Exercise objective –
Pull out each line of the data that contains the string "vine" and copy it in full.

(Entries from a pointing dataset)
********************

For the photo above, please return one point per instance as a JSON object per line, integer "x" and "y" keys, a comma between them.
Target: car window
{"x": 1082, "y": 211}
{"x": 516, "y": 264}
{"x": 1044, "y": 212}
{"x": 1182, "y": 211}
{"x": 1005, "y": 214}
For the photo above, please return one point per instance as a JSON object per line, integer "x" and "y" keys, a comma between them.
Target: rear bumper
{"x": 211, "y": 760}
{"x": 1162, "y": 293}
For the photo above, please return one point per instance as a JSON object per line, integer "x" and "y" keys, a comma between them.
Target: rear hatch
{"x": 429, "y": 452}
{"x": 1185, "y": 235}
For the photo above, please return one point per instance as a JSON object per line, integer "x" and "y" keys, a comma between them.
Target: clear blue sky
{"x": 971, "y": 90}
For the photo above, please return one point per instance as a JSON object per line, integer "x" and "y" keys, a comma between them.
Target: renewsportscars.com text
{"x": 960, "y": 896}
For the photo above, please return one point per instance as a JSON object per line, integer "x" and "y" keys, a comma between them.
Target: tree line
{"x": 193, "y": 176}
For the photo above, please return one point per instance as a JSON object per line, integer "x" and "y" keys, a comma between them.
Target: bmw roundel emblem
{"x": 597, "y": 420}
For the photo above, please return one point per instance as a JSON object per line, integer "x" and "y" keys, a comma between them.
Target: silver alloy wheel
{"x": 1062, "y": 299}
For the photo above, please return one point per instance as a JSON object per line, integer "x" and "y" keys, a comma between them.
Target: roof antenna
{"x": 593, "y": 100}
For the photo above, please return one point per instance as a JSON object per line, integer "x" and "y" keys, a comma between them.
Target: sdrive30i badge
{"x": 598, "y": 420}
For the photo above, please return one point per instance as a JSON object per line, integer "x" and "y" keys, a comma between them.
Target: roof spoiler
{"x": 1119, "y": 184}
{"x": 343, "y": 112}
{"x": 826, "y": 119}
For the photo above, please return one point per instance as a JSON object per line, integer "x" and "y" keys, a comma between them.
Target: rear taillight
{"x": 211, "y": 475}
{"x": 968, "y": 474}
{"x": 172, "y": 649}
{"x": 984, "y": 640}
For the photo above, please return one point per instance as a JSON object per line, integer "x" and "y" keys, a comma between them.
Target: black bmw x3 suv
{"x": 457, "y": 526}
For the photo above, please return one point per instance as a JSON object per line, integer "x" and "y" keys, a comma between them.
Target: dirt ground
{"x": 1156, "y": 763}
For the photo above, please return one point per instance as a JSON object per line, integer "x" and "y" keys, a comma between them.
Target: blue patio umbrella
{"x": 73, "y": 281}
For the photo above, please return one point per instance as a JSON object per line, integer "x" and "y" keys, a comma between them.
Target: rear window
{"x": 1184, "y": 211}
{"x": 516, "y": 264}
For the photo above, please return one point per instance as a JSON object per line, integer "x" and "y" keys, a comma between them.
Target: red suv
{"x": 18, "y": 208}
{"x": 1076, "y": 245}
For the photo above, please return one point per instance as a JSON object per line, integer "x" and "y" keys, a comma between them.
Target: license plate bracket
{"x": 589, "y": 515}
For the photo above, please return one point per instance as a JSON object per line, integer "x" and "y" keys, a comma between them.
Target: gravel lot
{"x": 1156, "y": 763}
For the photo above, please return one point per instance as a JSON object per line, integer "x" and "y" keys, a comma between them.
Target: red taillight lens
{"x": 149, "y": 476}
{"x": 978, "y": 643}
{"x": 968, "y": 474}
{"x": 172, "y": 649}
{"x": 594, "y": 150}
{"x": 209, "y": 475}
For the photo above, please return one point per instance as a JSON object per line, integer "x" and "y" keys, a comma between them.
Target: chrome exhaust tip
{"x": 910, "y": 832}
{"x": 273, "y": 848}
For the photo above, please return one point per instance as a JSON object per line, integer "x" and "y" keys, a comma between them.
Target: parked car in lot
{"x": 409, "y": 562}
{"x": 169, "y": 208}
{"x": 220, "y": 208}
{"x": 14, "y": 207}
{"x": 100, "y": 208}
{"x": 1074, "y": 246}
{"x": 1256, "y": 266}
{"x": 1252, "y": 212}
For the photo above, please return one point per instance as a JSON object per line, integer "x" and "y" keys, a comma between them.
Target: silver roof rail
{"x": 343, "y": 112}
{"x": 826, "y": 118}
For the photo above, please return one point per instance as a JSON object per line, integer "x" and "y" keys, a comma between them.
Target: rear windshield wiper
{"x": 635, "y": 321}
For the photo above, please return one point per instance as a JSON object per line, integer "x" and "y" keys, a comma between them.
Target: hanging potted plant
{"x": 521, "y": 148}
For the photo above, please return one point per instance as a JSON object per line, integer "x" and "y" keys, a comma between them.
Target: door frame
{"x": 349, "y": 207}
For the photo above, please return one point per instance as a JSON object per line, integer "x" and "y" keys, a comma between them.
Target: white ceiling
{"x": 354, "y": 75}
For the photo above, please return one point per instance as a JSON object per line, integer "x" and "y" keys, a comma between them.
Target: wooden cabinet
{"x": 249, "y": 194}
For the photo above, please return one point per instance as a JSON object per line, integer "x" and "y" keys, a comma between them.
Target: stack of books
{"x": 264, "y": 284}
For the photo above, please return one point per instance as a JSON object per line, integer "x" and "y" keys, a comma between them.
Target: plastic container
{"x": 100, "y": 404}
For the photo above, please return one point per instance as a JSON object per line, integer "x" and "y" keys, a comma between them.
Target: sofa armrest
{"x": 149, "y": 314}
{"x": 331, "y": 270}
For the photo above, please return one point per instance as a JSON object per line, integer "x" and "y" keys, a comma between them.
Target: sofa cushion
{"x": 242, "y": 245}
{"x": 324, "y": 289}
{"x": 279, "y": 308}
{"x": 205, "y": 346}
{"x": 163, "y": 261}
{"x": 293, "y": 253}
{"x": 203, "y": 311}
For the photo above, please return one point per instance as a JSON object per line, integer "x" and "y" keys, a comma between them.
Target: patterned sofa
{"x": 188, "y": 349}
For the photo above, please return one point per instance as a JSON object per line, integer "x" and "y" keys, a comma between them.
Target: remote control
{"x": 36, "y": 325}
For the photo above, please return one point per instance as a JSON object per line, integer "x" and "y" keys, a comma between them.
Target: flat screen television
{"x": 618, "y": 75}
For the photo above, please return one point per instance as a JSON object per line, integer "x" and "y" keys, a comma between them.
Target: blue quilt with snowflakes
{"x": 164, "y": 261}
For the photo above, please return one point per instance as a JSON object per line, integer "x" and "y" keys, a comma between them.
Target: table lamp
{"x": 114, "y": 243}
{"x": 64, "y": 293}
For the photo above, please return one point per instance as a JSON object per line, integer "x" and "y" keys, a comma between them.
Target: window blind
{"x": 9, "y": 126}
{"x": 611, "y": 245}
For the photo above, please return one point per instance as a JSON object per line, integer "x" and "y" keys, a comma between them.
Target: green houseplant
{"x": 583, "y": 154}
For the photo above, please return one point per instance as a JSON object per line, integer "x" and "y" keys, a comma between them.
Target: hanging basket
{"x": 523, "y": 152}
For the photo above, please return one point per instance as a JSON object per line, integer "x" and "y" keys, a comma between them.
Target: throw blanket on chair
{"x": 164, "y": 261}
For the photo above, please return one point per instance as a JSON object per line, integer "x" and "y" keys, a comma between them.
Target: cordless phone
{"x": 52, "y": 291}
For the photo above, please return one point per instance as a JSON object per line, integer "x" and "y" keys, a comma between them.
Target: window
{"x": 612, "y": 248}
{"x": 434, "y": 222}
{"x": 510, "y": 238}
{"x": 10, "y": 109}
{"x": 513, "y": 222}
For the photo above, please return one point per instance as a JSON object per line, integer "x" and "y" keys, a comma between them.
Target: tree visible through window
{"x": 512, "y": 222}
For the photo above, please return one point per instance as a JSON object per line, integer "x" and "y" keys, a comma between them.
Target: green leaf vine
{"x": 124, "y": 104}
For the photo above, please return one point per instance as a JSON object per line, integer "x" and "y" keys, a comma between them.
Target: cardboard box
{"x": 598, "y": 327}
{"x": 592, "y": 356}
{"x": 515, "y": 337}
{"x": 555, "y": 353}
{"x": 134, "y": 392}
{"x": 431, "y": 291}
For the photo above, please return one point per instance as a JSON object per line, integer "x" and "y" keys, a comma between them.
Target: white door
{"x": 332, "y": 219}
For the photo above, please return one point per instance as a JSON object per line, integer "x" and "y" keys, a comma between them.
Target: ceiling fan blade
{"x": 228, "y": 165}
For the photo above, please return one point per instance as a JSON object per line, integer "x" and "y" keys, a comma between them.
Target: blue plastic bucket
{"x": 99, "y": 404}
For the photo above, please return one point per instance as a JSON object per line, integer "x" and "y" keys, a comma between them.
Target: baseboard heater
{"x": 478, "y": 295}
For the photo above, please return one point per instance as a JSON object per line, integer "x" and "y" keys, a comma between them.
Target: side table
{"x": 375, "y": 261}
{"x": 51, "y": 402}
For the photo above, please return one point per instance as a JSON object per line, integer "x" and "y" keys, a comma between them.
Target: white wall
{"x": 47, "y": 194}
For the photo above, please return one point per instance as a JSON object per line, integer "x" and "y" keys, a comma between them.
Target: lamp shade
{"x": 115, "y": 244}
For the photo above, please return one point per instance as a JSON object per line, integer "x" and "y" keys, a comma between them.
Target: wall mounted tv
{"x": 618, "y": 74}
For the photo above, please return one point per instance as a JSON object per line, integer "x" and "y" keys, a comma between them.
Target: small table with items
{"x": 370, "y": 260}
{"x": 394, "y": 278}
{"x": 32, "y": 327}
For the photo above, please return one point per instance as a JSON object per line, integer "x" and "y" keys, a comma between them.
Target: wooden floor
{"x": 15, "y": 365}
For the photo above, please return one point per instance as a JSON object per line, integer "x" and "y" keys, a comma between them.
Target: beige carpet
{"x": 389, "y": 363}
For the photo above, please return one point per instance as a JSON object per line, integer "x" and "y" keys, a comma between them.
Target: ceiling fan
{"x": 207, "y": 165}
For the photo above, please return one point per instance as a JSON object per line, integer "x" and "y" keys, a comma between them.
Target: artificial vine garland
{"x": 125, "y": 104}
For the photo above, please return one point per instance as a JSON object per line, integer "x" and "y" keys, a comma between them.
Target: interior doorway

********************

Result of this task –
Target: green leaf vine
Target: artificial vine garland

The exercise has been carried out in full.